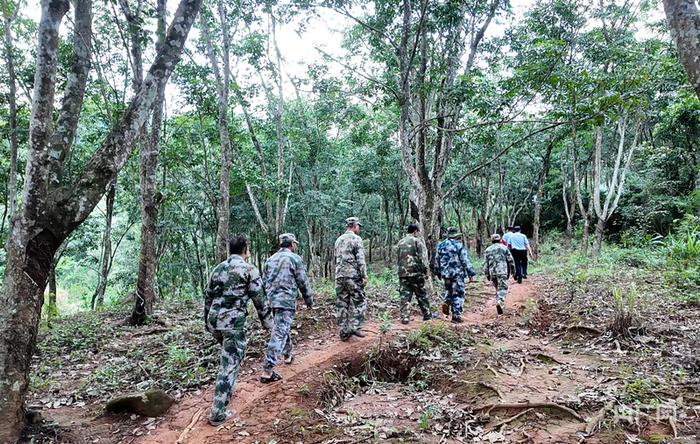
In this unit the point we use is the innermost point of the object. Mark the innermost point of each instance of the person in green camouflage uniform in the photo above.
(498, 266)
(285, 275)
(412, 261)
(232, 284)
(350, 280)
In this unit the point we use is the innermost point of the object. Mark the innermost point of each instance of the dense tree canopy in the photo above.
(561, 116)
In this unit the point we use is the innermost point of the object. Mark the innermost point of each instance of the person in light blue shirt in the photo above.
(520, 249)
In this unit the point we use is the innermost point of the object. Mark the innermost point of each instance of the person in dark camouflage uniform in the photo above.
(350, 280)
(232, 284)
(285, 274)
(498, 266)
(412, 261)
(454, 266)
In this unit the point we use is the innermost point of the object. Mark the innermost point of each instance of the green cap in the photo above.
(288, 237)
(453, 233)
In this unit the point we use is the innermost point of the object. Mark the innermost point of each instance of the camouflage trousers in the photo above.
(280, 339)
(454, 295)
(350, 305)
(500, 282)
(232, 354)
(408, 286)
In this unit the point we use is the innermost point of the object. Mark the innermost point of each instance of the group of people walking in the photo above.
(234, 282)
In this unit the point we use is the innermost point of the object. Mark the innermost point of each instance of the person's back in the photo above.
(451, 258)
(347, 251)
(518, 241)
(506, 237)
(232, 283)
(411, 259)
(496, 260)
(285, 275)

****************

### Exercise aim
Please update the listing above so that "innermost point" becomes "center point" everywhere it occurs, with everything else unchanged. Leave the pictures out of your answer.

### Problem solution
In this unit the point we use is the center point of the object. Mark the center point of each instance of the person in green camouflage uniform in the photo above.
(498, 266)
(285, 275)
(412, 261)
(232, 284)
(350, 280)
In this unit the point we use is the center point of the object. Mark the center point of each instance of the dense tree canopy in the photo above.
(561, 116)
In this unit the point we use is the center point of the object. Mark the center point of each instance of the person in light blue shirt in the photo above.
(520, 249)
In this unit the point we use is the center point of the object. Mark the center point of each instance of the person in dark camouflage uniform in the photo above.
(350, 280)
(232, 284)
(285, 274)
(498, 266)
(412, 261)
(454, 266)
In this unit the point we use is the center point of the object. Mark the center point of each instance of the green cap in the photo above.
(288, 237)
(453, 233)
In this unit the point we use is the center point of the object. Mark the center point of each instance of the camouflage trousers in the photo above.
(280, 339)
(454, 295)
(350, 305)
(500, 282)
(232, 354)
(408, 286)
In this unit the point we use is the center point of the object. Mark the center point of each instance of the group of people walking in the photo above.
(234, 282)
In this unit the point we use is the center point of the object. Mark the center point of each instance of the person's back in the photo above.
(451, 258)
(347, 251)
(518, 241)
(506, 237)
(232, 283)
(411, 259)
(496, 260)
(285, 275)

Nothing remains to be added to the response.